=== Problem to work on ===
Starting at the first line of the data below, write out each line exactly until you reach the line containing "pixel 185 84", and include that line too.

Data extract START

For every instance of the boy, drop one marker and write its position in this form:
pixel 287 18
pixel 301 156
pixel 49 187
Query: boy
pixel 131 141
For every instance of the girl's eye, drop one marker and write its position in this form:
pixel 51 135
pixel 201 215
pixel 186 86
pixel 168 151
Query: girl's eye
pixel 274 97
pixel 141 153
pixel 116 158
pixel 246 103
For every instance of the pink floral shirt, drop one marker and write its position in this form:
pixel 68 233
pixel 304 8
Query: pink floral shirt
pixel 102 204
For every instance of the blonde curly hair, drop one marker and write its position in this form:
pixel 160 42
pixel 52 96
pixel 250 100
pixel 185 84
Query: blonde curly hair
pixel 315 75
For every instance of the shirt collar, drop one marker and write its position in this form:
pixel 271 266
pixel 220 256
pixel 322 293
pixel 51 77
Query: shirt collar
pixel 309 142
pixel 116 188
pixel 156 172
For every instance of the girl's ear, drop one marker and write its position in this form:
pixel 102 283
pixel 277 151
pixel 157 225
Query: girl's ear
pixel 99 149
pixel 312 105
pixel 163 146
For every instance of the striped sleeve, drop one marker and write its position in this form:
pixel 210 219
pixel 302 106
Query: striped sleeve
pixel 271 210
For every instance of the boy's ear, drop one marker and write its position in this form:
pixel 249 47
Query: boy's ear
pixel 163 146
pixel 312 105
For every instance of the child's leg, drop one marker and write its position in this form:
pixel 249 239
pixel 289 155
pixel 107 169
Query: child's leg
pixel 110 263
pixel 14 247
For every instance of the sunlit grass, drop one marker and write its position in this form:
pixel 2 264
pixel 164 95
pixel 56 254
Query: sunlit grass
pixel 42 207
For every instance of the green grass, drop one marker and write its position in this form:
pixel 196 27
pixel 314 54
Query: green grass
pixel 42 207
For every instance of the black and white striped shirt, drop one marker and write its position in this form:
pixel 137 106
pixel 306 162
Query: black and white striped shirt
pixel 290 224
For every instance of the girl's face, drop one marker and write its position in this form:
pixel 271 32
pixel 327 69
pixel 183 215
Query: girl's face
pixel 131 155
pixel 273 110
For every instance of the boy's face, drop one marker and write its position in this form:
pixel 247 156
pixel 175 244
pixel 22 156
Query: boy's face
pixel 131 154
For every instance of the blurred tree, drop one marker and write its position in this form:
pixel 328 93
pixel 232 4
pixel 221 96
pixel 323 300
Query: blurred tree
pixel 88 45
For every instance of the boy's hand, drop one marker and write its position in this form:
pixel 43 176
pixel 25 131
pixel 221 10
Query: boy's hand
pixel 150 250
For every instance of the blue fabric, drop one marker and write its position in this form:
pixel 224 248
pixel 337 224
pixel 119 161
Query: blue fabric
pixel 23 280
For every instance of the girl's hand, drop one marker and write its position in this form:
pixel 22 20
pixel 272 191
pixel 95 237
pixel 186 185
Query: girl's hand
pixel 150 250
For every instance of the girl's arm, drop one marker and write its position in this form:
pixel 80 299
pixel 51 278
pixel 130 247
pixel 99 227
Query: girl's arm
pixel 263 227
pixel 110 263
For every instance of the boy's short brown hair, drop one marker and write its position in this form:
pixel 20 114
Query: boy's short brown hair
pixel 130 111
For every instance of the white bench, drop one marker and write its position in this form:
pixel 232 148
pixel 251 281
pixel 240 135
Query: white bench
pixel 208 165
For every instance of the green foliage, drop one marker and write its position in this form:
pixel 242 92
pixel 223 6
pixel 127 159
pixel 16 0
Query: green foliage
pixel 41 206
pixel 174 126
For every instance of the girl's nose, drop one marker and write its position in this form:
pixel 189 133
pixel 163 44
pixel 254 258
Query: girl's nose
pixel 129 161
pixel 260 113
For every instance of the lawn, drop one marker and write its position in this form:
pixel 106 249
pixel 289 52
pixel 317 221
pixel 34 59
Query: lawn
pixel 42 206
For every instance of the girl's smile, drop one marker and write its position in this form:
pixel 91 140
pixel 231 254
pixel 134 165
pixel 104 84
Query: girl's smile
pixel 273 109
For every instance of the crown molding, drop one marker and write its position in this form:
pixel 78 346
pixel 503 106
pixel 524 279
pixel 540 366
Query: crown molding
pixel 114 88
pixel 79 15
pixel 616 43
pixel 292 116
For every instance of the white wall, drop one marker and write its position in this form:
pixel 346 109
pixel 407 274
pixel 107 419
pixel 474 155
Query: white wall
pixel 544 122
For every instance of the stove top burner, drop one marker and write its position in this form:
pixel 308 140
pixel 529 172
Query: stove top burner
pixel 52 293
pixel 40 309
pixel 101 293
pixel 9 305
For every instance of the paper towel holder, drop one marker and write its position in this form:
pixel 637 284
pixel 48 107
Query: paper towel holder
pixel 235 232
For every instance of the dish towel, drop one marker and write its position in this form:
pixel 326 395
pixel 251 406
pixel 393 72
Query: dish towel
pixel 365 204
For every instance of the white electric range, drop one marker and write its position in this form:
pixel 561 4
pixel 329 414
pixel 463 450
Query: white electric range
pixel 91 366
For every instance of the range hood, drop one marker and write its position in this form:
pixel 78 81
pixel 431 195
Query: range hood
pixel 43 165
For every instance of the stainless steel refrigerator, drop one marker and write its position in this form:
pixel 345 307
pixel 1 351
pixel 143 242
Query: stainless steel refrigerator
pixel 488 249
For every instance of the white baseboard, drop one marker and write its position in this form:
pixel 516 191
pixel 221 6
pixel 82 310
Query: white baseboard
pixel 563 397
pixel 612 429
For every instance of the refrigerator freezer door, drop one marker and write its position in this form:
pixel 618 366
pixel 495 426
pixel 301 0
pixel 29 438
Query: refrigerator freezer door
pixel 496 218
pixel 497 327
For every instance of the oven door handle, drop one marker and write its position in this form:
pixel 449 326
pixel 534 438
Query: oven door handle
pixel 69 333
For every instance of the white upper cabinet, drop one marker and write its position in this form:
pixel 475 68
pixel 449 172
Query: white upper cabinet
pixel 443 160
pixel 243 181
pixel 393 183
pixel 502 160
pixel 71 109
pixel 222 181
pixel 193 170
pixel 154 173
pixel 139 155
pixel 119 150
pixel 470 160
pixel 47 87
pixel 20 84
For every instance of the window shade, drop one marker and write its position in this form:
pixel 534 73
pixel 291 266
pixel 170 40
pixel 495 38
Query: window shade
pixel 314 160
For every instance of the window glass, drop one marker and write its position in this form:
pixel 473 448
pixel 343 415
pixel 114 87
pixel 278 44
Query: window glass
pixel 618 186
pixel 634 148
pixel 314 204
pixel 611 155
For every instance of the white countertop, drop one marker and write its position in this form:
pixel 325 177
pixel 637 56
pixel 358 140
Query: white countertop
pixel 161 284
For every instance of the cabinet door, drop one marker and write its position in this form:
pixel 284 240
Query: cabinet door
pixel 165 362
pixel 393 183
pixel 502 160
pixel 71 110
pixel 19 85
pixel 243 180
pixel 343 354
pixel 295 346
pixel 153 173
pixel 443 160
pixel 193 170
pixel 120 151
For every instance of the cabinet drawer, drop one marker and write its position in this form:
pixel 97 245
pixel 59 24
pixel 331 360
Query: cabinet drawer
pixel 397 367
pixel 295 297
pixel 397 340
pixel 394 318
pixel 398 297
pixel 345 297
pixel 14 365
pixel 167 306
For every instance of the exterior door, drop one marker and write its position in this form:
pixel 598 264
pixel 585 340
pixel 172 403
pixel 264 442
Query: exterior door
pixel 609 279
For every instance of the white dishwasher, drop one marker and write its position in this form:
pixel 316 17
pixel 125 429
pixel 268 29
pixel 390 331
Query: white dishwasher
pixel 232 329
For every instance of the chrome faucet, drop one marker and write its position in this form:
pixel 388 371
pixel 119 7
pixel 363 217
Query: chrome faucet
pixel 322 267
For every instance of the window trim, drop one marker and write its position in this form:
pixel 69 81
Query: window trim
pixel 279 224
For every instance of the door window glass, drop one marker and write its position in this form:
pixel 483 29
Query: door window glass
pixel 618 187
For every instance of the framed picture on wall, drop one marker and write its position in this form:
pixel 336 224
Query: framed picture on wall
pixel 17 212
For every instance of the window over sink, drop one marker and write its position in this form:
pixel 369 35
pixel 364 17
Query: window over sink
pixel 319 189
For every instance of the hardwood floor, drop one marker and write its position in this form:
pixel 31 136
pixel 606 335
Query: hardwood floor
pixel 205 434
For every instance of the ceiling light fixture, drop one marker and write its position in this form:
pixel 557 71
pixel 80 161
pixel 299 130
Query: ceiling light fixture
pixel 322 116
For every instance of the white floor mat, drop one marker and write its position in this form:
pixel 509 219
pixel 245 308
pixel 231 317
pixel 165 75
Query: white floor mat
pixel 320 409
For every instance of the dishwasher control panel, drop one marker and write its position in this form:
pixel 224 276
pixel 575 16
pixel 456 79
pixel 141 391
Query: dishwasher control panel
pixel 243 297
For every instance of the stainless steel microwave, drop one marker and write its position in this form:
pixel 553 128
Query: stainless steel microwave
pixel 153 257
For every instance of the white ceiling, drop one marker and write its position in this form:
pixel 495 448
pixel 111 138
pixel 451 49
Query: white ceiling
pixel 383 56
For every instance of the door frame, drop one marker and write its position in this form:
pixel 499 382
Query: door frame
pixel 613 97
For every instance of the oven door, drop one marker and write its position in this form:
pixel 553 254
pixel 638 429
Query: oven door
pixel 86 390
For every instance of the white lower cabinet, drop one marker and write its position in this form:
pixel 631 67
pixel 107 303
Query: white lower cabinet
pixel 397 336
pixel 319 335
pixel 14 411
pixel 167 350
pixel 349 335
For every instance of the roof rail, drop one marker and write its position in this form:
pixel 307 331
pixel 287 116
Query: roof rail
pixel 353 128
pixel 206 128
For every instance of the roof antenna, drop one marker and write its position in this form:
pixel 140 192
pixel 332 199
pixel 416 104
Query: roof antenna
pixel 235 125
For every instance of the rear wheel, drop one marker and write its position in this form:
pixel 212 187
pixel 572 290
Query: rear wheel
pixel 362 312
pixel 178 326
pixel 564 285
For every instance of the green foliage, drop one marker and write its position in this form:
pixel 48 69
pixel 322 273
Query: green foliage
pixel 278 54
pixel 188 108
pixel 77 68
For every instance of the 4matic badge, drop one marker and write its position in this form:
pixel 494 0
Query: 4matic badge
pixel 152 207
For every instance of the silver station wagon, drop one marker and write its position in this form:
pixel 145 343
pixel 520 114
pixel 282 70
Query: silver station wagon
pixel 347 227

Data extract END

=== Result of this exercise ===
For every instance of the boy, drop one marker and write its position in this form:
pixel 287 18
pixel 301 156
pixel 49 187
Query: boy
pixel 131 141
For every instance of the girl's eye, drop one marker and write its position in this form:
pixel 51 135
pixel 201 215
pixel 186 86
pixel 168 151
Query: girl's eye
pixel 274 97
pixel 141 153
pixel 116 158
pixel 246 103
For every instance of the pink floral shirt, drop one marker and write its position in this form:
pixel 68 233
pixel 304 8
Query: pink floral shirt
pixel 102 204
For every instance of the blonde curly hair, drop one marker and write its position in this form:
pixel 160 42
pixel 52 96
pixel 250 100
pixel 185 84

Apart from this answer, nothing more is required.